◆ EXERCISE INPUTS:
:::::
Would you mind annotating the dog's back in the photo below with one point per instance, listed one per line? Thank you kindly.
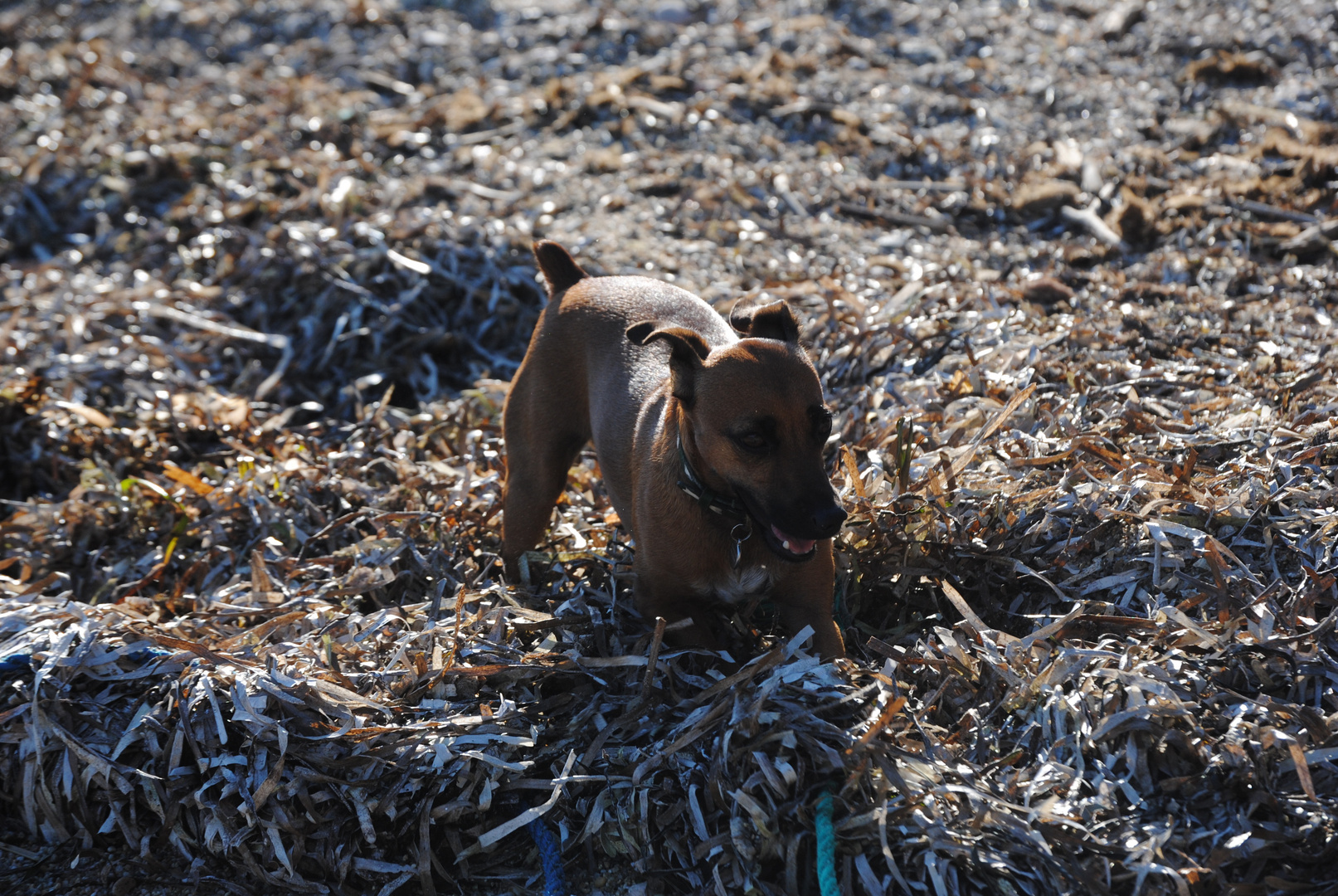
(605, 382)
:::::
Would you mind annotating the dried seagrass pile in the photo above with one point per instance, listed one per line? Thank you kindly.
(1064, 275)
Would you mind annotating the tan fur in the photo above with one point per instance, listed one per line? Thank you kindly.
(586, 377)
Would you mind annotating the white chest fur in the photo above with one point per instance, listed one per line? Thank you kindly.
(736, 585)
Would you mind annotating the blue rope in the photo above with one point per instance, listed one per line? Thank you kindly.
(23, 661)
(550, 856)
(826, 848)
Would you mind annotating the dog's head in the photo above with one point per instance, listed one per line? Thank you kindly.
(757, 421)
:::::
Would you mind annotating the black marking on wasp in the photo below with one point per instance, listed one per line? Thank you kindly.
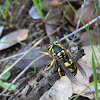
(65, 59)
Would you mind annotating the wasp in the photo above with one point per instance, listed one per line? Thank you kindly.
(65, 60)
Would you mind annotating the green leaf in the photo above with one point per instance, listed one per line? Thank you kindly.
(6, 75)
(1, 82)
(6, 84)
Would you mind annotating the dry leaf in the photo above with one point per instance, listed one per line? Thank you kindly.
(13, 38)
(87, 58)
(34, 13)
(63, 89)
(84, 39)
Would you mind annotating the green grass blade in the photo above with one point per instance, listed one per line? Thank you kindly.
:::::
◆ WHAT IS NEEDED:
Copy the material above verbatim, from the line with "Would you mind annotating the green leaf" to the line with "Would you mind annotating the green grass", including both of those lines.

◆ WRITTEN RESPONSE:
Would you mind annotating the green leaf in the photo above with one point per instance, listed one per line? Thank you kindly.
(6, 75)
(1, 82)
(6, 84)
Would you mind annotating the dry leaf in the photo above with one point per instance, listed one per line? Thank you kindly.
(13, 38)
(87, 58)
(34, 13)
(63, 89)
(84, 39)
Would you mind annotating the green grass blade in the photo above with one point per instance, listed one per line? Thank you kindly.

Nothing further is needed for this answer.